Goal:
Reproduce the lines below from the line with "Please spot the pale" to the line with "point(212, 144)", requests included, and shift both coordinates of every answer point up by 109. Leave the sample points inside the requests unchanged.

----------

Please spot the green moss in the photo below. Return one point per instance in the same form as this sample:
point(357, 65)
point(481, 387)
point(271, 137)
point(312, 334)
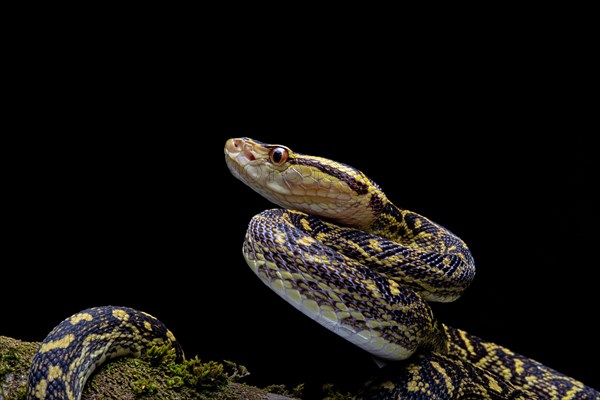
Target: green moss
point(156, 375)
point(331, 393)
point(282, 390)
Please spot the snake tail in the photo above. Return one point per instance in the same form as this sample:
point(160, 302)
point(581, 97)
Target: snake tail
point(79, 344)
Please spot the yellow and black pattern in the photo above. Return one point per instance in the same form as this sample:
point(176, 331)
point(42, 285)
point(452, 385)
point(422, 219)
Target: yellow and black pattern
point(344, 255)
point(82, 342)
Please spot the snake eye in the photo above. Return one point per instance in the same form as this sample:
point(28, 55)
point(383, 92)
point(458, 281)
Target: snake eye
point(278, 155)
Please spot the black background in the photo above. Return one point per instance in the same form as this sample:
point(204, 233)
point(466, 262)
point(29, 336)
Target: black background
point(116, 190)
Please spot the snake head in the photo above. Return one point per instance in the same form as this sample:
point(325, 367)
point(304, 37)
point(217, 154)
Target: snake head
point(313, 185)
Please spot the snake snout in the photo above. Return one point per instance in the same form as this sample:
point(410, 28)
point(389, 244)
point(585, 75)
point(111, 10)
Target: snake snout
point(240, 150)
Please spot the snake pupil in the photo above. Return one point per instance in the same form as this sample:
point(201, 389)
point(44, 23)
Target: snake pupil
point(278, 155)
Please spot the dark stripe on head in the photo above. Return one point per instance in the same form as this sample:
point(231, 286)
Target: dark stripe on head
point(358, 187)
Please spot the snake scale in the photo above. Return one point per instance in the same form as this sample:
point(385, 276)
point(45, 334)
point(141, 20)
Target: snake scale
point(343, 254)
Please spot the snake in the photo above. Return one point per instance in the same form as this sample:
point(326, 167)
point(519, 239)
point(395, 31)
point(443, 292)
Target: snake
point(81, 343)
point(339, 251)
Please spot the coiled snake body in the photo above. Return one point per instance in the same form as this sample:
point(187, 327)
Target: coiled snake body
point(347, 257)
point(343, 254)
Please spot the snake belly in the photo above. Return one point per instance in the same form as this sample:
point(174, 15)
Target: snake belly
point(79, 344)
point(343, 254)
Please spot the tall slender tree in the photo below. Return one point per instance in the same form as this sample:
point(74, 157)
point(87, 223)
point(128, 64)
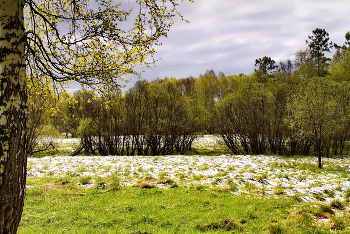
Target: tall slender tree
point(94, 43)
point(319, 43)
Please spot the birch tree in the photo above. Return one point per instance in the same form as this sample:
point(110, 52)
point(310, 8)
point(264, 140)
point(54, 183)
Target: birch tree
point(93, 42)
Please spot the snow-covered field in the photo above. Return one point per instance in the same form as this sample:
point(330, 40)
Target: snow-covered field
point(271, 175)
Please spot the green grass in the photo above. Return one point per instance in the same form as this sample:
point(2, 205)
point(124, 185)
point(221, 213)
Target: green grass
point(59, 205)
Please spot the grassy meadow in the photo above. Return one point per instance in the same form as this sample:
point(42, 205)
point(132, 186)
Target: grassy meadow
point(62, 204)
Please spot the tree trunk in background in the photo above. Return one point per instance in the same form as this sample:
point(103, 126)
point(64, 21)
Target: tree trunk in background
point(13, 111)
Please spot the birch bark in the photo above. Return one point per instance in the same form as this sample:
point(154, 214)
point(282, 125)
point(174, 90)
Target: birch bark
point(13, 142)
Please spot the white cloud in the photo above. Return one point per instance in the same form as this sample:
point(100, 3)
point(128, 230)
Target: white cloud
point(228, 36)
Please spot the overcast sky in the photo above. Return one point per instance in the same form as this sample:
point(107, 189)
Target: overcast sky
point(228, 35)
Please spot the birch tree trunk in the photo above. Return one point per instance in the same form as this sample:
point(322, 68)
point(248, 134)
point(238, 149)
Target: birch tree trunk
point(13, 110)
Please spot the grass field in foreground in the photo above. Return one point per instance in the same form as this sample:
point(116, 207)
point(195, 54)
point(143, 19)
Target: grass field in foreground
point(60, 206)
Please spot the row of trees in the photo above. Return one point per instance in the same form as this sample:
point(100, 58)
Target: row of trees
point(300, 107)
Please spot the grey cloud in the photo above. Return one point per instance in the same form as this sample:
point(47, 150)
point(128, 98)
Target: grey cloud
point(228, 36)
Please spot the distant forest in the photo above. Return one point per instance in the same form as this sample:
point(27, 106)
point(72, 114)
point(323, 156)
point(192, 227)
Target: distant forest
point(287, 108)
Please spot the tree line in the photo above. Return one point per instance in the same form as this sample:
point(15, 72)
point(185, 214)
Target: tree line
point(291, 108)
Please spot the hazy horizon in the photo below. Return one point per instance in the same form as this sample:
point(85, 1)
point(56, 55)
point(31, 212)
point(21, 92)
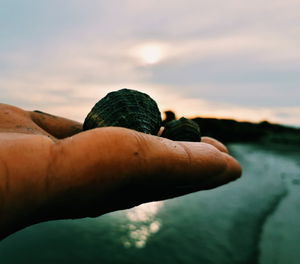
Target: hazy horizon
point(236, 59)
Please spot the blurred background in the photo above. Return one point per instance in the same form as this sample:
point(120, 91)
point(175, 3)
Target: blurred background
point(236, 60)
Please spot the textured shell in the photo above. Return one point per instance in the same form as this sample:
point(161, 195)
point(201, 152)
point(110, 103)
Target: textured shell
point(125, 108)
point(182, 129)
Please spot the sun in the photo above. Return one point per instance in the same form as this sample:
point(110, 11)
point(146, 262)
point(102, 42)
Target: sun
point(150, 53)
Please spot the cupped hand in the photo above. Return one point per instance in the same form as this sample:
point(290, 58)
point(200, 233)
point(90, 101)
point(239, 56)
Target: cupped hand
point(51, 170)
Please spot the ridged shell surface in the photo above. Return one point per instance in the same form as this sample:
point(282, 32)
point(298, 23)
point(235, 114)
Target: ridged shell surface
point(125, 108)
point(182, 129)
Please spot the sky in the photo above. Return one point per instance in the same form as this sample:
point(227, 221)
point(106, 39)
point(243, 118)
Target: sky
point(226, 59)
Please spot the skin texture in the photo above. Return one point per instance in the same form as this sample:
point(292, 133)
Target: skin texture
point(50, 169)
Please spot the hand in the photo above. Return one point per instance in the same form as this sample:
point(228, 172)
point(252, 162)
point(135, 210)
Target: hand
point(49, 169)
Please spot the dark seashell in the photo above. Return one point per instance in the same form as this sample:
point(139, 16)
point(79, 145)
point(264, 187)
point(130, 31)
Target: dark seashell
point(125, 108)
point(182, 129)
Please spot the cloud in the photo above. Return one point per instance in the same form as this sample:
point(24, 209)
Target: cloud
point(234, 59)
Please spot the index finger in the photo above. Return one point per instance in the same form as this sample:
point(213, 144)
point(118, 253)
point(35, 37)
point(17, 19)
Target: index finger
point(58, 127)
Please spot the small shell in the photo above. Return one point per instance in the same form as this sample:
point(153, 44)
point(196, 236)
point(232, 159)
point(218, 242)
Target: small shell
point(125, 108)
point(182, 129)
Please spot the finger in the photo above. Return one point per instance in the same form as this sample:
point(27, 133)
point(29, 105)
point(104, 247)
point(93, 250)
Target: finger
point(58, 127)
point(217, 144)
point(107, 169)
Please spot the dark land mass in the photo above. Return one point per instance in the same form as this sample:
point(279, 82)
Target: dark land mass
point(228, 130)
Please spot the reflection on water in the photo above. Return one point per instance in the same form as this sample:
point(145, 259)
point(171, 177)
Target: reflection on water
point(143, 223)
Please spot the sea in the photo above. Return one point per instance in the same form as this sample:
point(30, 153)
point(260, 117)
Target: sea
point(255, 219)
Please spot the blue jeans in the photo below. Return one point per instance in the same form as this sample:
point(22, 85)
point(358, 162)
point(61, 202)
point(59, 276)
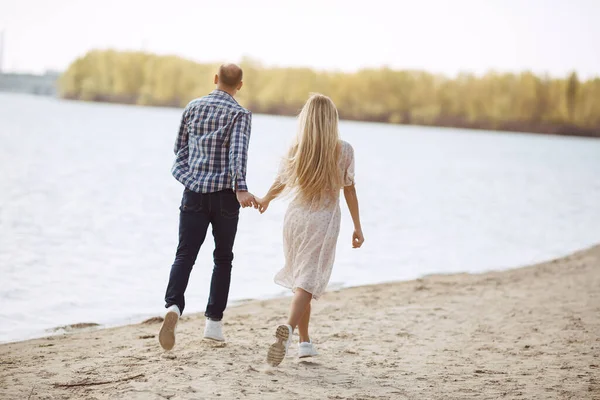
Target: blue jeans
point(197, 212)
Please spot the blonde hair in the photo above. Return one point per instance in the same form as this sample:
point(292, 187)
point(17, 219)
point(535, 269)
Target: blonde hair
point(311, 166)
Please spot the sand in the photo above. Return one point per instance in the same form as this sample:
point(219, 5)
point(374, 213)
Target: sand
point(528, 333)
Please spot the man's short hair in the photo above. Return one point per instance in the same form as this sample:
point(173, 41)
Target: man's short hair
point(230, 75)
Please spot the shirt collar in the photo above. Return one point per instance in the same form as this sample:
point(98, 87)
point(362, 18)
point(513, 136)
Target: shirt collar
point(223, 94)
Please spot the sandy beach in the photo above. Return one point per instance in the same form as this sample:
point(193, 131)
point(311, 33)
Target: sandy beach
point(528, 333)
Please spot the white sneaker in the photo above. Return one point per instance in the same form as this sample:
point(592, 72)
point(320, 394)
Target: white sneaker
point(306, 349)
point(278, 350)
point(166, 336)
point(213, 330)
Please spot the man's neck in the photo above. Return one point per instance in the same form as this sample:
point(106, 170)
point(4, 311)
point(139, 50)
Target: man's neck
point(229, 91)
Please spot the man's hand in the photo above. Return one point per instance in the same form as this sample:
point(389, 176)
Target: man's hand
point(263, 204)
point(246, 199)
point(357, 239)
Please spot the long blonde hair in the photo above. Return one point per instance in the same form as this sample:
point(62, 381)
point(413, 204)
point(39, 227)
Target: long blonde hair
point(311, 166)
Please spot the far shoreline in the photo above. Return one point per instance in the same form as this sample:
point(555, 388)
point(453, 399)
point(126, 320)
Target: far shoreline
point(556, 130)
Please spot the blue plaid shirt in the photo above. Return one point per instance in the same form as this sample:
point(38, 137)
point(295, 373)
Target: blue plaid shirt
point(212, 145)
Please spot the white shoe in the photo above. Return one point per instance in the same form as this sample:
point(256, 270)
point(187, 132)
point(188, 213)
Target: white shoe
point(166, 336)
point(306, 349)
point(213, 330)
point(278, 350)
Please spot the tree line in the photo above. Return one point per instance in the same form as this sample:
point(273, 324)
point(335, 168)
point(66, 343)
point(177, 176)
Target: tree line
point(502, 101)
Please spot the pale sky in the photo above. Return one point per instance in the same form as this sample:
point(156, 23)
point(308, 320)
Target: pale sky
point(445, 36)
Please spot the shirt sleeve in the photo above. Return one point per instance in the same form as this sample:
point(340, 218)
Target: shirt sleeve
point(238, 151)
point(182, 136)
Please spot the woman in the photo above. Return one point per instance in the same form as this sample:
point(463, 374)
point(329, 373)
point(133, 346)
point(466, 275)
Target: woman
point(317, 166)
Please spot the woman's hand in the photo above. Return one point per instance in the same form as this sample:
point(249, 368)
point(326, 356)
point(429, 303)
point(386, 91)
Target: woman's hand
point(263, 204)
point(357, 239)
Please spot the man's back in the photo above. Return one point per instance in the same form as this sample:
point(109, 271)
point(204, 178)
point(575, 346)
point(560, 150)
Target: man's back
point(212, 144)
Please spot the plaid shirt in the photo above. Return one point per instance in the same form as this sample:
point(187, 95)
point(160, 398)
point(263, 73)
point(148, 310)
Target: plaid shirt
point(212, 145)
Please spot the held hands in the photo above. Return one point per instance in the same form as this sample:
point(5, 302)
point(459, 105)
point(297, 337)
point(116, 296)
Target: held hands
point(246, 199)
point(357, 239)
point(263, 204)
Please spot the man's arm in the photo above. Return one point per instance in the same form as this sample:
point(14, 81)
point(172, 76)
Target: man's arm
point(182, 136)
point(238, 151)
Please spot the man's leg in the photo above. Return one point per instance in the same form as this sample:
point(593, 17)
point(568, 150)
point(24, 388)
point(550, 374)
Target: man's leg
point(194, 218)
point(224, 219)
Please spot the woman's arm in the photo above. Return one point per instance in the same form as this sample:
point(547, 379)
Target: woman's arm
point(275, 190)
point(352, 202)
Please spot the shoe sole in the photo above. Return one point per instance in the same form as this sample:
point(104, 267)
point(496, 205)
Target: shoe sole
point(166, 336)
point(213, 339)
point(276, 352)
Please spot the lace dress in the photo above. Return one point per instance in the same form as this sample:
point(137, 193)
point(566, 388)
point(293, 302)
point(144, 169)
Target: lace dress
point(310, 236)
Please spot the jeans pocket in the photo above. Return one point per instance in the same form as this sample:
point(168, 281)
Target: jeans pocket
point(191, 201)
point(230, 207)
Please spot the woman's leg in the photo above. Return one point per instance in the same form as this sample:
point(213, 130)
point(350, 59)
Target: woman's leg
point(303, 325)
point(300, 302)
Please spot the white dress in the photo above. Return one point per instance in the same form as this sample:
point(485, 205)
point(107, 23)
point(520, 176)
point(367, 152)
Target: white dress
point(310, 236)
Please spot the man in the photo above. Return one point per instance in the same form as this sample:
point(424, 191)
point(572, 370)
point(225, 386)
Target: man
point(211, 155)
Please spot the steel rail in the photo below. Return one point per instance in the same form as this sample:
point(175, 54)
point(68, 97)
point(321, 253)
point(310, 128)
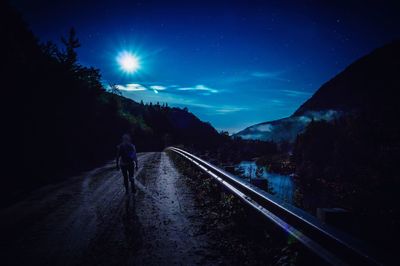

----------

Task solution:
Please spot the pale sky in the photo above. Return one point per instance in the same form as this sample:
point(156, 23)
point(308, 320)
Target: pale sky
point(554, 145)
Please spot the shirt sleeve in the photo above. Return one point per instance in the same form as this sample:
point(340, 218)
Target: shirt sleeve
point(347, 260)
point(291, 245)
Please spot the woman in the photo above. Return one point per instance in the same form as this sample:
point(463, 374)
point(329, 373)
point(133, 346)
point(466, 275)
Target: woman
point(426, 275)
Please spot the woman's hand in the photo above. Return one point per instance in the same form as this sample:
point(249, 368)
point(326, 356)
point(429, 303)
point(386, 91)
Target: woman's hand
point(372, 313)
point(466, 348)
Please spot the man's back in the photo above. Return one point per instance in the same form as this sample:
point(109, 271)
point(204, 178)
point(575, 346)
point(560, 150)
Target: man's back
point(321, 253)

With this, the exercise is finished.